* _TEXT TO READ_:
►

This is not something new for videogames (many rpgs and some adventure games feature similar mechanics), but I cannot name a single horror game that use it. By allowing the protagonist to always have his own place to go back to, it increase the survival aspect of the game immensely. The simple act of forcing you to cook your food at home greatly enhances this feeling, and is so much more immersive eating what you find on the spot. Mechanics like that also make the environment seem more real and objects like stove pop out from the background to become something with a purpose.

There is a bad side to the open world design though, and that is backtracking. I have covered this subject earlier, and Lone Survivor brings out some new aspects to problem. The intial reaction to backtracking is that it is an annoyance to the player, but on some further consideration it is clear that is quite important. As mentioned in the previous paragraph, having the player revisit areas makes the game's world feel much more alive. Therefore, backtracking in Lone Survivor is a crucial element, and not something that one should simply try and minimize. However, while the backtracking helps build the world of the game, it backfires very easily. Traversing the same section of the map easily becomes repetitive, and you as a player quickly try and find ways to get it over with faster. When you get into this mind set, you are pulled out of the world, thus counteracting the building of presence it should be doing in the first place!
For instance, Lone Survivor feature a system to travel instantly back and forth between the apartment and last place you visited by looking into a mirror. This is a neat way of fixing quick traversal as it works with the story of the game, keeping the player's sense of presence. However, once the need arise to start going back and forth a lot, you stop roleplaying along with the mirror gazing, and it decays into an abstract tool for accessing abstract mechanics of the game such as saving. The same happens when trying to sneak past an enemy multiple times or even just walking the same path over and over. The travels become an monotonous chore and the feeling of immersion fades.

◄

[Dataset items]

►

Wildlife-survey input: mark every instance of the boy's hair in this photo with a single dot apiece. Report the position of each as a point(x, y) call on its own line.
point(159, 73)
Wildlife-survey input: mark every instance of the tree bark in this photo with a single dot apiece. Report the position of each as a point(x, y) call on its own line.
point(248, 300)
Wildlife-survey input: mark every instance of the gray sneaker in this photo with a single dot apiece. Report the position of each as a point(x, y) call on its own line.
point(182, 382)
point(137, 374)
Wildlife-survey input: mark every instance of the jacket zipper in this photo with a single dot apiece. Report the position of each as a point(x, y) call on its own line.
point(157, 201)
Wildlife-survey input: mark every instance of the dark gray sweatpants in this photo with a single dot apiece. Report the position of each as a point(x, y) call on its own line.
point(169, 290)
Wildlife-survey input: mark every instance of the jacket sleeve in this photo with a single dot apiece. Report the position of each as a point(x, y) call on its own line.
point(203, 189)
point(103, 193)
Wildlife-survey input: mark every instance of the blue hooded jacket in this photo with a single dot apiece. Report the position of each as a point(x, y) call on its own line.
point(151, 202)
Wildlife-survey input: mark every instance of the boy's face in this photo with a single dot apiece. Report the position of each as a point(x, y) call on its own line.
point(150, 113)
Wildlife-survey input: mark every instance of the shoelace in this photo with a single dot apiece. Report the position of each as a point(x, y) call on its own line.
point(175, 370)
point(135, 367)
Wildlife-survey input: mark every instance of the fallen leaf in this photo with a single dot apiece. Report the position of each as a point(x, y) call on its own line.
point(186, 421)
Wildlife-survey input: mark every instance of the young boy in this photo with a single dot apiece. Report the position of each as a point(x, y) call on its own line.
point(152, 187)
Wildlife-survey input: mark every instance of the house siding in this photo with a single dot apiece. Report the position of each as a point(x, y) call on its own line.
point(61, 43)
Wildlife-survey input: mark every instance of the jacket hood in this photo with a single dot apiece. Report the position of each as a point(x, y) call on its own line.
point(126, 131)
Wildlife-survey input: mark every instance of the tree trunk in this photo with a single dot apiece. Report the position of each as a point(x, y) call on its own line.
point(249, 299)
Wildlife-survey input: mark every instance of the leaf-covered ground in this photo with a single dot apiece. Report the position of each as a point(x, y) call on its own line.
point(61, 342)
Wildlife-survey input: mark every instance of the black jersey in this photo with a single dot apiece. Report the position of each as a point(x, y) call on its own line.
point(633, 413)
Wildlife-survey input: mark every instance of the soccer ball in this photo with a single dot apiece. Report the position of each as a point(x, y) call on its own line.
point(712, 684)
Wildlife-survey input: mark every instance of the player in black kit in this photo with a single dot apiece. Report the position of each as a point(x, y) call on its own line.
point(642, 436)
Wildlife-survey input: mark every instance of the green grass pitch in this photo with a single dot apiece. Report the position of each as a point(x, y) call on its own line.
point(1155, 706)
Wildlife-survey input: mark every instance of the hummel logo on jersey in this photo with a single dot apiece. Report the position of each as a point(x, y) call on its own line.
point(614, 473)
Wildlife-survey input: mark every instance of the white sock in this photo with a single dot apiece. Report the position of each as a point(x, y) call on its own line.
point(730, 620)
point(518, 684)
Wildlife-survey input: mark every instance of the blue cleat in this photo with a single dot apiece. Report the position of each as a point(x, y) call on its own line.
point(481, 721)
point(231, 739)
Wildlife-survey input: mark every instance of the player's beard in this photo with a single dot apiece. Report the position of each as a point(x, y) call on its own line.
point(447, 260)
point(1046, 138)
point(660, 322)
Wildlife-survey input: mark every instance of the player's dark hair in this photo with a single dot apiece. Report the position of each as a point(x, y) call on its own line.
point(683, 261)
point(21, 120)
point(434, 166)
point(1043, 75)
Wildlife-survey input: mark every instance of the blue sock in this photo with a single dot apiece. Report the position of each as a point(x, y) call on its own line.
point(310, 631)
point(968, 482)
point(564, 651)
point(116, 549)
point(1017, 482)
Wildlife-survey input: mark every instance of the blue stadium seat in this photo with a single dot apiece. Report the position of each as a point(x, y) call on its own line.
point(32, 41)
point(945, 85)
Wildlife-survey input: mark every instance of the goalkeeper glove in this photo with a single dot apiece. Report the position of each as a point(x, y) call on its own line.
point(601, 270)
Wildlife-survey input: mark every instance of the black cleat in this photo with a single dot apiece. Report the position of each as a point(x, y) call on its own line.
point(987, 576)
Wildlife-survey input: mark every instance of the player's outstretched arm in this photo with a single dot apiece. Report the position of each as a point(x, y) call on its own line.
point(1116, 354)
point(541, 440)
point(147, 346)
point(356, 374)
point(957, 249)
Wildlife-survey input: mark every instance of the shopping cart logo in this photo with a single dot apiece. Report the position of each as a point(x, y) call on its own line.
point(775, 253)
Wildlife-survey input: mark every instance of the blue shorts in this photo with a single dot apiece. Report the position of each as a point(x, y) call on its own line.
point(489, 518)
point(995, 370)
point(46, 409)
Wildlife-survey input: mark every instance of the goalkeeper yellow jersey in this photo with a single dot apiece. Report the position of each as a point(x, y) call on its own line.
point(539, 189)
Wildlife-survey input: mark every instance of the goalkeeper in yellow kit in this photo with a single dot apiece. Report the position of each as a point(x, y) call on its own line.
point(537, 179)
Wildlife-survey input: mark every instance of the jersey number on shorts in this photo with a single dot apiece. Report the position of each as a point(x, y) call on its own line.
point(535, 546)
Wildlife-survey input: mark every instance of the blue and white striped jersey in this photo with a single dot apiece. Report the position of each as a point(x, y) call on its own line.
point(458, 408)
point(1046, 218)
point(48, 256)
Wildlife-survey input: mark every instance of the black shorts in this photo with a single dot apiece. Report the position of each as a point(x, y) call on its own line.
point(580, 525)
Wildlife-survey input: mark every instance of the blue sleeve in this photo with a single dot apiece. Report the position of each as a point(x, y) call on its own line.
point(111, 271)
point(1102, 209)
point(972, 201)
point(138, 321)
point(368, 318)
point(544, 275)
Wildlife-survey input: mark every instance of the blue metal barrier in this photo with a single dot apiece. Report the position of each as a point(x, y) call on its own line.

◄

* _TASK STATEMENT_: Pick up the essay on backtracking in Lone Survivor after its last sentence and continue it.

* _IN RESPONSE_:
So how can this be fixed? First of all, a solution is not to try and remove the backtracking. As mentioned earlier, this is a crucial part of the experience. What should be focused on instead is to make the backtracking more varied and make sure the player does not feel inclined to (or is discouraged from) doing it too many times in a row. The experience should be designed in such a way that even though the player is going back a familiar path, the act of traveling should be in itself engaging, and not just a means to an end to use some kind of mechanic. This does not mean that it must be fun, it can actually be boring, but just that it is presented in such a manner that the player sees the journey as an important aspect of the experience. This is not an easy thing to accomplish especially in an open world design, where the designer has much less control over the flow of the game. But if considered from the start I do not see any problem with achieving it, and to have other mechanics work with it. Which brings me to next topic.

Combat is a quite a big part in Lone Survivor and comes with a bunch of problems. I think the main issue is that it overexposures you to the monsters of the game. Because forcing the player to deal with enemy encounter is such a big part of the game, one very quickly becomes used to the look of the creatures. This is quite a shame, because the ambiguous pixel graphics are quite good at depicting them in a moody and disturbing way. But after staring at a monster for the tenth time in a row most of the effect is lost. I think the encounters should have been briefer and more sparse.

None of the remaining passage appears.